THE REQUEST => The forest cobra thread below includes a reply from atrox1. List every kind of snake that this reply says was used to test the venom defender gloves.

SUPPLIED TEXT =>
[START]

# forest cobras: who has them?



## Richcymru (Nov 21, 2008)

My head is throbbing from writing a thesis on them, so to have a break without digressing too far from the subject I was wondering who owns them and what localities do you have (if known)?


----------



## Snakes Incorporated (Jun 27, 2006)

Richcymru said:


> ... I was wondering who owns them and what localities do you have (if known)?


Yeah I have a bad tempered female. What you want to know?


----------



## lotti (Aug 20, 2010)

We ve one it's really placid, specially compared to the monicled we used to have she was mental!he's one of my favourates!


----------



## venomous111 (Dec 24, 2009)

My local rep shop has one watched them feed it i thought it was going to be mad but it was really gentle taking a large rat, its about 10ft long its really beautiful.


----------



## Snakes Incorporated (Jun 27, 2006)

Forrest Cobras are highly intelligent and can never be underestimated. They will use the hook stick as a branch so has the ability to surprise unexpectedly.


----------



## lotti (Aug 20, 2010)

was it predators you saw the forest?


----------



## rob challis (Mar 23, 2010)

Look up Welcome to the King Cobra Sanctuary they have one which has had it's venom glands removed.

There is a video of their using it to test protective gloves on their site.

Regards,

Rob


----------



## Snakes Incorporated (Jun 27, 2006)

rob challis said:


> ...they have one which has had it's venom glands removed.


I would not bother to look as I detest venomoids and anyone keeping a mutilated animal.


----------



## ScottGB (May 12, 2008)

I've seen the one at Predators, they had a lovely looking Gaboon Viper in there too.


----------



## Kaouthia (Sep 30, 2010)

Snakes Incorporated said:


> Yeah I have a bad tempered female.


"Bad tempered" kinda goes without saying. I've *never* seen one that had a good disposition. 

Although a mate of mine had a pair of adults that were mostly fairly mellow, but they had their moments. He also had two little 18" babies that were just absolutely ballistic. As you said, not to be underestimated, complete little psychopaths with zero fear.

Those little 18" babies scared the crap out of me, even more so than mambas.


----------



## Snakes Incorporated (Jun 27, 2006)




----------



## atrox1 (Feb 8, 2009)

rob challis said:


> Look up Welcome to the King Cobra Sanctuary they have one which has had it's venom glands removed.
> 
> There is a video of their using it to test protective gloves on their site.
> 
> ...


Hi there, i'm not sure where you get your info from but we have never had a venomoid snake at the KCS, we indeed tested the venom defender gloves with forest cobras, mambas, taipans, rattlers, lanceheads and of course King Cobras. None of which are venomoid, infact we have a video testing the venom defender gloves with a king cobra and venom is visible dripping off the gloves as it chews onto the glove. I own the forests that used to be housed at the KCS, they now reside at Emerald Exotics in Oxford. The male is on show, he is jet black and about 8 foot long, quite an unusual looking snake, unfortunately there is no record of his local.

[END]

DATA EXCERPTS =>

[START]

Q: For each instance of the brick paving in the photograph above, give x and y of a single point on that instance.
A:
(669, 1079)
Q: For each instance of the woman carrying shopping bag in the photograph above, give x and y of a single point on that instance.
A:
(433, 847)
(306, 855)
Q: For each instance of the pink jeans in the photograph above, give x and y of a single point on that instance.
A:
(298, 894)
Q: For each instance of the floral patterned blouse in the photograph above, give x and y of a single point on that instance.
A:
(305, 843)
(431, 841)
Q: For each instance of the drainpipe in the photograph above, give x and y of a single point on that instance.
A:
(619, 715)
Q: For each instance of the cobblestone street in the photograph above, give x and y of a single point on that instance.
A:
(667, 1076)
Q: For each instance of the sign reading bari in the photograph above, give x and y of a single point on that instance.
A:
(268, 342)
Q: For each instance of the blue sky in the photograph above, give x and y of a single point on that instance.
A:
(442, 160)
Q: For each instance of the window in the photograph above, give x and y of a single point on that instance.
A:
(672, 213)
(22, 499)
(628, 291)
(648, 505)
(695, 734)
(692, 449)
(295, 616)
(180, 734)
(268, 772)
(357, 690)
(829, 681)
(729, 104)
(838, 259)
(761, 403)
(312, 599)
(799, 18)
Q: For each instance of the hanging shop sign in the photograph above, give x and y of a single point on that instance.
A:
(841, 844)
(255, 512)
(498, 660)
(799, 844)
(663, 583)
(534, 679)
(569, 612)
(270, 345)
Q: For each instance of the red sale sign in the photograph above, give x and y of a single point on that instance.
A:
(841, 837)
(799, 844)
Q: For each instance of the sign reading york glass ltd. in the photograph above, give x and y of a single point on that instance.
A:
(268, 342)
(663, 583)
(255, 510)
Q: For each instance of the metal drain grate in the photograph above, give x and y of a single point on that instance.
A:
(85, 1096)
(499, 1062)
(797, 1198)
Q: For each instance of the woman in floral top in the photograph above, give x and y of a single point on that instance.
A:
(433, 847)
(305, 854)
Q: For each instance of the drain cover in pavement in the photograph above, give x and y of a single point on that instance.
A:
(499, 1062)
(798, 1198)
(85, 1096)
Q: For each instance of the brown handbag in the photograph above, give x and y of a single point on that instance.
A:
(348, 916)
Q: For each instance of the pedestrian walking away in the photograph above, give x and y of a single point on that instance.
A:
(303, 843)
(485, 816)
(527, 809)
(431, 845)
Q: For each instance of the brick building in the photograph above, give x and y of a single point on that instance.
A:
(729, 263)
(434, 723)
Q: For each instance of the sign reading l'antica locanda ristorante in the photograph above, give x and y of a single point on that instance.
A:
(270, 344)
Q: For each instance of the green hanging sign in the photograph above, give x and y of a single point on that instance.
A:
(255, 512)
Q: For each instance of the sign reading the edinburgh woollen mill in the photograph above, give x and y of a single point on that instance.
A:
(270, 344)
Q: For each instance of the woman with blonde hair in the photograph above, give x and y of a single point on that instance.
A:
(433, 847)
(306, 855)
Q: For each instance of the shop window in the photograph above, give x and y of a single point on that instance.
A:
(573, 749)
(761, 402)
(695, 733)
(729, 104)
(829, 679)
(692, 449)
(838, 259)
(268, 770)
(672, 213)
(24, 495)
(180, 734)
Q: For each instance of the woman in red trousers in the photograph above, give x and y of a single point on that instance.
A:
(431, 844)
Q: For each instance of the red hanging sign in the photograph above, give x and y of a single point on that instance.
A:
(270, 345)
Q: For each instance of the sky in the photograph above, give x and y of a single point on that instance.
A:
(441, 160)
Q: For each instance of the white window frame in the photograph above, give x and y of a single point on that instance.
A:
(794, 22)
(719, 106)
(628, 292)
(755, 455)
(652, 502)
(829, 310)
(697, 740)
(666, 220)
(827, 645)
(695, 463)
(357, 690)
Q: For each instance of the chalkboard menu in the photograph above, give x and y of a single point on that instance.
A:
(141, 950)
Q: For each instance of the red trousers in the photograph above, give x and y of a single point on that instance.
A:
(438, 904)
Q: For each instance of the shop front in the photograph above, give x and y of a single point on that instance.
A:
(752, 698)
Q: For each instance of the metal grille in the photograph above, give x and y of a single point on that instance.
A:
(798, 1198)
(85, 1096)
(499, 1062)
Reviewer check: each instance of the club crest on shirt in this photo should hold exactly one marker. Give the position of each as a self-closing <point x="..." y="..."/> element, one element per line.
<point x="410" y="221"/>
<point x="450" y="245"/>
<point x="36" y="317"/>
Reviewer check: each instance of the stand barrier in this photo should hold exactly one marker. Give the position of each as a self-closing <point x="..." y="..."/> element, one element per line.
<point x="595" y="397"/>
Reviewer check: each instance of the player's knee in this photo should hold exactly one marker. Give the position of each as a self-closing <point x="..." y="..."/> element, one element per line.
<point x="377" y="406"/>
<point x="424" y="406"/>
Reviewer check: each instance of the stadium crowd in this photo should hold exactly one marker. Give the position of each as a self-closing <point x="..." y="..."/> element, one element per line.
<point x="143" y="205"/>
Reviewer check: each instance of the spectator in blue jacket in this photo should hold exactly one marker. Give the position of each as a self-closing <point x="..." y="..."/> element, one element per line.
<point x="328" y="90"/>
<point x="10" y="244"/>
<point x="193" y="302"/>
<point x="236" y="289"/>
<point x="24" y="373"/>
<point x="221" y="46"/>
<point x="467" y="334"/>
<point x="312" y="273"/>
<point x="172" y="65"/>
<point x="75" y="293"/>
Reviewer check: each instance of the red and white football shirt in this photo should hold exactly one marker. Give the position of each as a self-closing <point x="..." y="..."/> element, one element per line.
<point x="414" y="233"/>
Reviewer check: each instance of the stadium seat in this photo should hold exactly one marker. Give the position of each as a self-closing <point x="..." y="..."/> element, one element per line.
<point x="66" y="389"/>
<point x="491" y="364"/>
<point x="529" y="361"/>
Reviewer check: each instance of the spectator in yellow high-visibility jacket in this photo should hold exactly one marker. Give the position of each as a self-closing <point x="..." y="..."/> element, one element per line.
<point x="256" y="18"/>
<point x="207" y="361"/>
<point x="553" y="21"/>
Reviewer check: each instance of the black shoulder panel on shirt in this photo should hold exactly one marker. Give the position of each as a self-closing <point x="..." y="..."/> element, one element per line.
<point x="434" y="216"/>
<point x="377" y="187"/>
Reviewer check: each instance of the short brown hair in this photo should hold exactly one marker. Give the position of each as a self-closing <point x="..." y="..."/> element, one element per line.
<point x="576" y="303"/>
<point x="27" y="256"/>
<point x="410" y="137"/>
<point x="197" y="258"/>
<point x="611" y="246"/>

[END]

SOLUTION FOR THIS PROBLEM =>
- Forest cobras
- Mambas
- Taipans
- Rattlers
- Lanceheads
- King Cobras